Il riparto di potestà tra g.o. e giudice militare attiene alla giurisdizione e non alla competenza, in conformità all’art. 103, comma 3, cost., con la conseguenza che, in caso di connessione di reati, la “potestas iudicandi” spetta al g.o. anche per il reato militare solo se il reato comune sia da considerarsi più grave secondo i criteri di cui all’art. 16, comma 3, c.p.p. (Nella specie, la Corte ha escluso la giurisdizione del g.o. con riferimento al delitto di collusione previsto dall’art. 3 legge 9 dicembre 1941 n. 1383, sebbene si procedesse anche per il reato di falso, rilevando che, mentre per quest’ultimo non era contestata l’aggravante della falsificazione di un atto facente fede fino a querela di falso relativamente al primo la contestazione aveva ad oggetto anche l’aggravante dell’essere il militare rivestito di un comando previsto dall’art. 47 n. 2 c.p.m.p.).
++++++++
# [COMPITO RICHIESTO]
Rispondi a queste domande sulla massima relativa al riparto tra giudice ordinario e giudice militare:
(a) A quale articolo e comma della Costituzione la massima riconduce il riparto di potestà?
(b) Quale disposizione prevede il delitto di collusione?
(c) Quale aggravante era contestata per il delitto di collusione?
++++++++
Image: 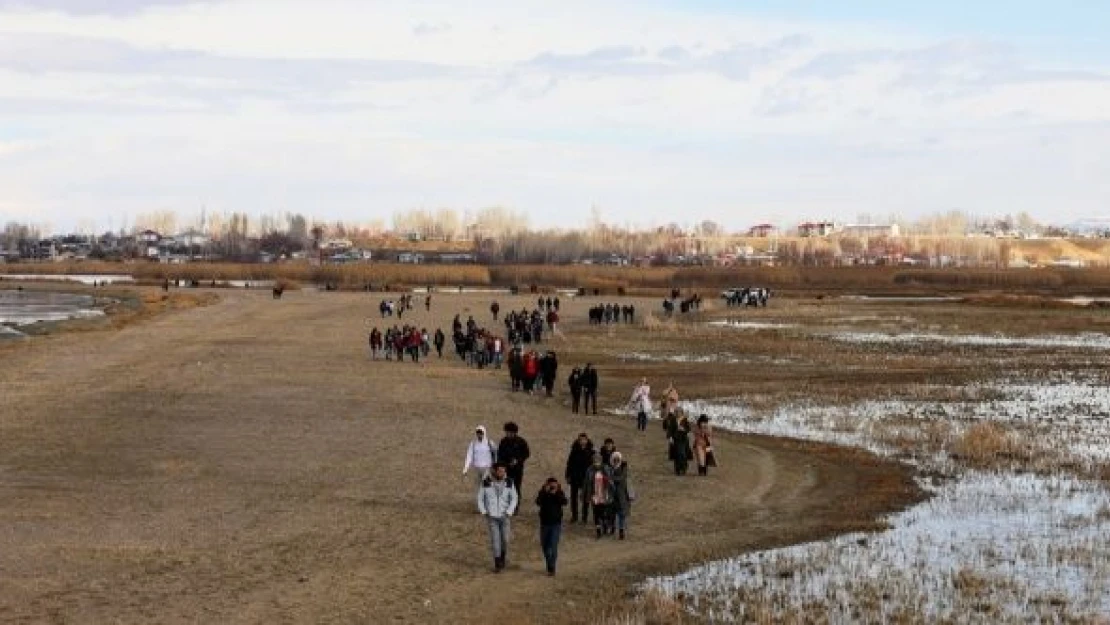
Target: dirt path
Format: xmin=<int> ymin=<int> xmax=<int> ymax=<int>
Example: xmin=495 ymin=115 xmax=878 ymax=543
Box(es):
xmin=0 ymin=292 xmax=910 ymax=623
++++++++
# [RISPOSTA AL COMPITO]
(a) All'art. 103, comma 3, cost.
(b) L'art. 3 legge 9 dicembre 1941 n. 1383.
(c) L'aggravante dell'essere il militare rivestito di un comando previsto dall'art. 47 n. 2 c.p.m.p.